In the entries that follow, identify the line containing "If you could tag each instance of the tile" and return it together with all later lines, exactly as they appear.

━━━━━ DATASET EXTRACT ━━━━━

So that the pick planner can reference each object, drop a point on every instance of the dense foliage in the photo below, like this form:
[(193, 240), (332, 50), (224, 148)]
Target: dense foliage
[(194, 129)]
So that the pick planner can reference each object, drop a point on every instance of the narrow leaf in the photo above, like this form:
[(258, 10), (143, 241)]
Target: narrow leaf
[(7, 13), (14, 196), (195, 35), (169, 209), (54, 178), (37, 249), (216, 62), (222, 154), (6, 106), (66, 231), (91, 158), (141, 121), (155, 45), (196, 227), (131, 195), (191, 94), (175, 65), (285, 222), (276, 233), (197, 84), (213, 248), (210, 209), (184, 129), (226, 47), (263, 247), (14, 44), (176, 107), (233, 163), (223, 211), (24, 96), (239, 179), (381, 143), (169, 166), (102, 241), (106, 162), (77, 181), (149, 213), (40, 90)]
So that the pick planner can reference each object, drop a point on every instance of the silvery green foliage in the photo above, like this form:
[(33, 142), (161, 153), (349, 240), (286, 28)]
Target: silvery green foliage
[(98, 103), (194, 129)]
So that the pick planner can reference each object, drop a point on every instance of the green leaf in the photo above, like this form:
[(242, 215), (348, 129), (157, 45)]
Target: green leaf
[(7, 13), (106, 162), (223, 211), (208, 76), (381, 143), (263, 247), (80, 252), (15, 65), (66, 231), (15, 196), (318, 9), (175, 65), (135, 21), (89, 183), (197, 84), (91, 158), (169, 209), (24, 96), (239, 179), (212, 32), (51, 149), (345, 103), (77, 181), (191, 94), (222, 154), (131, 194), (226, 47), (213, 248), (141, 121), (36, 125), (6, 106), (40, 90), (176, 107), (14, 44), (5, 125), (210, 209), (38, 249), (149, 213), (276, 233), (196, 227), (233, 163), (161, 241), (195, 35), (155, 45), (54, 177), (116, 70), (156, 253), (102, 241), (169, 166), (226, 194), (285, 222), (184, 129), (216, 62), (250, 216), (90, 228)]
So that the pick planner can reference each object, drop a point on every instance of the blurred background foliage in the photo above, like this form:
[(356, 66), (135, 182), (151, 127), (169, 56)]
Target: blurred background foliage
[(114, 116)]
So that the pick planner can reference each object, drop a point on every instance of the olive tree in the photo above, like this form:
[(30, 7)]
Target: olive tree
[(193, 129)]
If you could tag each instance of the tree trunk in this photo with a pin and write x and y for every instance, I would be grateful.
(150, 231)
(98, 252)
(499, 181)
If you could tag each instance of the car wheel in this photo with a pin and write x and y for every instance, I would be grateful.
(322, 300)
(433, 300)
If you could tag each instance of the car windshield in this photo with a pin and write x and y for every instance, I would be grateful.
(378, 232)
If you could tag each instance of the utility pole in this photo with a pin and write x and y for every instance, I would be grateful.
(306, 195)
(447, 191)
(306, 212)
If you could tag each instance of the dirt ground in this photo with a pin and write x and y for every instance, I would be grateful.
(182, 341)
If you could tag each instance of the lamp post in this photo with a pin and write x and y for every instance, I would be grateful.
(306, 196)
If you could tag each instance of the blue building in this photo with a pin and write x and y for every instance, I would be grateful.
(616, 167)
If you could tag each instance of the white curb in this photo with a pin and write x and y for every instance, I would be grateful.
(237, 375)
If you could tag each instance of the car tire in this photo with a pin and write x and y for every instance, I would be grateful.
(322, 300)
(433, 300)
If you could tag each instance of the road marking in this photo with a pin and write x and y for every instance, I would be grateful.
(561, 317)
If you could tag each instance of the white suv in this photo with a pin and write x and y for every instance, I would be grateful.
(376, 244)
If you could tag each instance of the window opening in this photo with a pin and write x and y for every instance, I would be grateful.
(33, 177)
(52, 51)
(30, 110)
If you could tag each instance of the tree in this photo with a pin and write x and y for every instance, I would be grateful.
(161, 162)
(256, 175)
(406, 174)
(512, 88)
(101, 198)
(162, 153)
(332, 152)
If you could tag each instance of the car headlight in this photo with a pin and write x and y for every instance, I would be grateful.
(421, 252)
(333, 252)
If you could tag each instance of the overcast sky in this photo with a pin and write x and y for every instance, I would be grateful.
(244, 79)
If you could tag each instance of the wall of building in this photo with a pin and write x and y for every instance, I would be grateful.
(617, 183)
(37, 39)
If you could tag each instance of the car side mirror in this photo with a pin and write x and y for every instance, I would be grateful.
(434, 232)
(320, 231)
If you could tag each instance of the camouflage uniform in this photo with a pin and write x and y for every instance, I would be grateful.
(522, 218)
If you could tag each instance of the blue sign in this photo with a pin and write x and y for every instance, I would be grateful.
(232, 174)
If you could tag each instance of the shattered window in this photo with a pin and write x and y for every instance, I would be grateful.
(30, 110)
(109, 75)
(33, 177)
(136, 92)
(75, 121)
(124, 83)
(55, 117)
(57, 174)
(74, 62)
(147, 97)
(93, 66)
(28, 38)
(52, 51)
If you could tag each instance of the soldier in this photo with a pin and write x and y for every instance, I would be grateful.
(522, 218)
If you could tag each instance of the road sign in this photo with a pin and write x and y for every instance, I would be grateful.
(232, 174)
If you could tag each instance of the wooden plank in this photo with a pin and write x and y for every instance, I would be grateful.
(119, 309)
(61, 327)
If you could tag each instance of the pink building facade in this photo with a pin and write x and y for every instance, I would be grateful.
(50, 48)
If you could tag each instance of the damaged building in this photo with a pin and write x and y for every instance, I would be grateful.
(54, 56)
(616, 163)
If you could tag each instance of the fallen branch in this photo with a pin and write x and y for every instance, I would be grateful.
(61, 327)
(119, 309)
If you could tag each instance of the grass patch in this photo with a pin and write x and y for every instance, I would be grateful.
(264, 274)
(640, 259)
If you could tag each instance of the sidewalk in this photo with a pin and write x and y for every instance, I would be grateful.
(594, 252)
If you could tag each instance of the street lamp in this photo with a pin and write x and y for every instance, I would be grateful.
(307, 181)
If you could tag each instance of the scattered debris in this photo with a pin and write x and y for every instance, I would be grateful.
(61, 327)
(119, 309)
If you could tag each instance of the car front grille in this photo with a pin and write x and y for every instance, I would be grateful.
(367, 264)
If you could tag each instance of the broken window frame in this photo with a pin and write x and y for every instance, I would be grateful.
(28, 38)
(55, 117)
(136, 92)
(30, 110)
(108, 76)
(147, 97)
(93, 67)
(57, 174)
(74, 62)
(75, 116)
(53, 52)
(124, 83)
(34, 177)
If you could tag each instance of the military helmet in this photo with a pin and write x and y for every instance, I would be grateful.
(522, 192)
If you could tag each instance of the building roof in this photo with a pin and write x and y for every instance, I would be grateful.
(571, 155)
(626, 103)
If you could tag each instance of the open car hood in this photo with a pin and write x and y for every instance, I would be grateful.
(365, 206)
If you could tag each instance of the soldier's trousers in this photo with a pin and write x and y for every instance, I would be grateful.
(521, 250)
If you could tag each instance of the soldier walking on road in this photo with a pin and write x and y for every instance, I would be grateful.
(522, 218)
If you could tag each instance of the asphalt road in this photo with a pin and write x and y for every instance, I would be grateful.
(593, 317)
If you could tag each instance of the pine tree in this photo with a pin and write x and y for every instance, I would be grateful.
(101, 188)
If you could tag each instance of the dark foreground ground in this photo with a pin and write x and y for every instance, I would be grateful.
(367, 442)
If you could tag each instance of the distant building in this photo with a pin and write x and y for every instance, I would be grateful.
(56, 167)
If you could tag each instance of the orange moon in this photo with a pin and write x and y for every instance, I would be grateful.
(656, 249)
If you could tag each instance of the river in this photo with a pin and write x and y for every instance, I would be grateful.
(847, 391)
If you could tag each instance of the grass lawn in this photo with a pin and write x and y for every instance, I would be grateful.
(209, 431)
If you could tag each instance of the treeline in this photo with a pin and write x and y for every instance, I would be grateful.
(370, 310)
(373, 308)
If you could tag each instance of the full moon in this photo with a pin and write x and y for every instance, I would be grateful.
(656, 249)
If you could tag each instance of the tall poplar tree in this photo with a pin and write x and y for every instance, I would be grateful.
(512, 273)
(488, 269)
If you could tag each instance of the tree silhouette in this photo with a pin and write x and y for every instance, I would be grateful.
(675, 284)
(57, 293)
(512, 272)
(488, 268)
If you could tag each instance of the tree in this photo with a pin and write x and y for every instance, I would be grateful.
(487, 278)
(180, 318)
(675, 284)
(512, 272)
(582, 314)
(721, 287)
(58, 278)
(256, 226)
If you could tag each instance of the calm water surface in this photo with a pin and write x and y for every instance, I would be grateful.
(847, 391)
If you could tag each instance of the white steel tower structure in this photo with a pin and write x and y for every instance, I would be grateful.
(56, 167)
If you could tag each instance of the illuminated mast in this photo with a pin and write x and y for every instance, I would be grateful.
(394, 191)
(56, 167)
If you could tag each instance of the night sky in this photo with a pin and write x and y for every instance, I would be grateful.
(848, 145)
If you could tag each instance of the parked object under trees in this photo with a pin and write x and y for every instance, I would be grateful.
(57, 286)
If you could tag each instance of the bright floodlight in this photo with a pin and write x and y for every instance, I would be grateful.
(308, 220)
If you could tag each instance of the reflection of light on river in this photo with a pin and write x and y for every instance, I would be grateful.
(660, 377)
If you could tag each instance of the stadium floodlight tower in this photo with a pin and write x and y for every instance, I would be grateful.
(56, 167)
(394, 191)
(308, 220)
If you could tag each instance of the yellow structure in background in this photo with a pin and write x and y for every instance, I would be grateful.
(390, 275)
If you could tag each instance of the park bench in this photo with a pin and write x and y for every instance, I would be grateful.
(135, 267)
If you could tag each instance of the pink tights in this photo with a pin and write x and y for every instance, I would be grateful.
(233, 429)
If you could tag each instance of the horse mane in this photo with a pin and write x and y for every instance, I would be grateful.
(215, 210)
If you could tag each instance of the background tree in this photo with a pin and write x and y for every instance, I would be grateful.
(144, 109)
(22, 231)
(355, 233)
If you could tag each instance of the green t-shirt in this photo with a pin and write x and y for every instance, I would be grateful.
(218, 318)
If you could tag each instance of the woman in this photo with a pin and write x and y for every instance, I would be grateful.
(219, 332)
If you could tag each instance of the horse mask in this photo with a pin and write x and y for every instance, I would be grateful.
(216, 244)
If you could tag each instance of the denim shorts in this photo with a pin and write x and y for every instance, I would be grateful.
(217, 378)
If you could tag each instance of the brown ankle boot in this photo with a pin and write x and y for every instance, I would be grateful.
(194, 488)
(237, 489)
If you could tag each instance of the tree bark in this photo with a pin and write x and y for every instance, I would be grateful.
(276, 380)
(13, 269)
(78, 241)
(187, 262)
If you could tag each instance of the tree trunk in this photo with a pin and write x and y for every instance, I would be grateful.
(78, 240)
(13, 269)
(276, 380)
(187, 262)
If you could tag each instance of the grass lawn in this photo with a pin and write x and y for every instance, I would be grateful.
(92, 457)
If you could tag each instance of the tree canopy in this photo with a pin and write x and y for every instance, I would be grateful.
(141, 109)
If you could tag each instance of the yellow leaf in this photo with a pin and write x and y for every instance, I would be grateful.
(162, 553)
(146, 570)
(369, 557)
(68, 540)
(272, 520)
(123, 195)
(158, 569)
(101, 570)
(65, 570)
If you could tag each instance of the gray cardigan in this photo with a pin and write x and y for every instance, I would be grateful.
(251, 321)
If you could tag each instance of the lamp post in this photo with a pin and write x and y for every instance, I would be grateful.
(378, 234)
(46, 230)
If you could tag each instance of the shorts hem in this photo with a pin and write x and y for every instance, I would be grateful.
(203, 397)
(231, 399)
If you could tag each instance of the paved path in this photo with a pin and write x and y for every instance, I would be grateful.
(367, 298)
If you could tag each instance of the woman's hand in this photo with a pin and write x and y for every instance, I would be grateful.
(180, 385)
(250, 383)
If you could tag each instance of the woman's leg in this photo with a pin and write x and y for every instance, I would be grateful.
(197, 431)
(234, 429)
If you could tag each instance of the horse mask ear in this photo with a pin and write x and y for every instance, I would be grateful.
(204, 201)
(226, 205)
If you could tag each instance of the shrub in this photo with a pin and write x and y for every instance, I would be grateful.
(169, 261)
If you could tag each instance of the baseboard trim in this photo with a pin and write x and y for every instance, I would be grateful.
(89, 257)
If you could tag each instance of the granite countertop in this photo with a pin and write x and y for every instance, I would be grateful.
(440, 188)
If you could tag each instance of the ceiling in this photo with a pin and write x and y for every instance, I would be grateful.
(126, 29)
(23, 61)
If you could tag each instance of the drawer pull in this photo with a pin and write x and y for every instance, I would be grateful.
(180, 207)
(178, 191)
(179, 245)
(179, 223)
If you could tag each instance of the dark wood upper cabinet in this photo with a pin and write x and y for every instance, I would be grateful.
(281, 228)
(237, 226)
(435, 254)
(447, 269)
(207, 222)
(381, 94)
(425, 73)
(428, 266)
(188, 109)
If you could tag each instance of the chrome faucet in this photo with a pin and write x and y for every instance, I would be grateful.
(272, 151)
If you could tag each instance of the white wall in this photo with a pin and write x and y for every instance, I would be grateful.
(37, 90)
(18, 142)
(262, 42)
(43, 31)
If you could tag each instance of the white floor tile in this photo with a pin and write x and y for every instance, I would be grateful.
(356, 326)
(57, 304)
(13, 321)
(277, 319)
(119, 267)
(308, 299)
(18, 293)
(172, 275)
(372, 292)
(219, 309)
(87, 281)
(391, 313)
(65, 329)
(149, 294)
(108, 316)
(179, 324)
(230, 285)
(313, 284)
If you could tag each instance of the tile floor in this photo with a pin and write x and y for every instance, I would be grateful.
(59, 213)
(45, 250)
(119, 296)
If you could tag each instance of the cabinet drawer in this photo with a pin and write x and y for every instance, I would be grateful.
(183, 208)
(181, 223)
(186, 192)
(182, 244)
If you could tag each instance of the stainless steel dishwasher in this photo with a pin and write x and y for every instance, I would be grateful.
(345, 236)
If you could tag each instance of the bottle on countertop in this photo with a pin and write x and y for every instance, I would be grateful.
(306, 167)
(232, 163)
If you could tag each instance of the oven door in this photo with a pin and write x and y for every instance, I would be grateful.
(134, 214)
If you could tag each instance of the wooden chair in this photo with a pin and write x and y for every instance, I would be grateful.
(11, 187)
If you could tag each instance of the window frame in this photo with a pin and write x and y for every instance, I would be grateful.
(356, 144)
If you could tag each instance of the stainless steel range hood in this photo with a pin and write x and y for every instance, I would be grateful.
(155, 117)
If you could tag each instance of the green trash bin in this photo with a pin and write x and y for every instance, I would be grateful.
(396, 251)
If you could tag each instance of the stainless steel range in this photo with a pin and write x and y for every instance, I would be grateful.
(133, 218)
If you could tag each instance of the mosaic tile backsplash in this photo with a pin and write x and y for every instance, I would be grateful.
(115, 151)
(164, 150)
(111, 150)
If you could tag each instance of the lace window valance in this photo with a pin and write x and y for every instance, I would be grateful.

━━━━━

▶ _EXPECTED OUTPUT_:
If you could tag each instance of the tile floor in this photo with a pin and write x and y for every instance, I would be grateful.
(59, 213)
(45, 250)
(119, 296)
If you could tag each instance of the cabinet drawer in this photo with a pin and write x and y for every instance, I would be grateful.
(183, 208)
(181, 223)
(186, 192)
(182, 244)
If you could tag each instance of the stainless steel dishwasher in this photo with a pin and write x and y for every instance, I would be grateful.
(345, 236)
If you could tag each instance of the bottle on countertop in this photo with a pin and write x and y for every instance, I would be grateful.
(306, 167)
(232, 163)
If you could tag each instance of the oven door in this photo with a pin and write x and y for every instance, I would be grateful.
(134, 214)
If you could tag each instance of the wooden chair in this photo with a pin and write x and y for every instance, I would be grateful.
(11, 187)
If you could tag each instance of the window frame in this photo with a pin and write x and y for every instance, I would be grateful.
(356, 144)
If you could tag each instance of the stainless steel range hood in this photo with a pin and write x and y for every instance, I would be grateful.
(155, 117)
If you could tag each instance of the green trash bin in this photo with a pin and write x and y for every instance, I would be grateful.
(396, 251)
If you could tag each instance of the stainless steel range in this photo with a pin and write x and y for every instance, I would be grateful.
(133, 218)
If you could tag each instance of the mosaic tile backsplash in this photo with a pin and write x and y for every instance, I would be grateful.
(115, 151)
(164, 150)
(111, 150)
If you could tag each instance of the lace window valance in this photo with a pin and write x and y for every instance, I would be grateful.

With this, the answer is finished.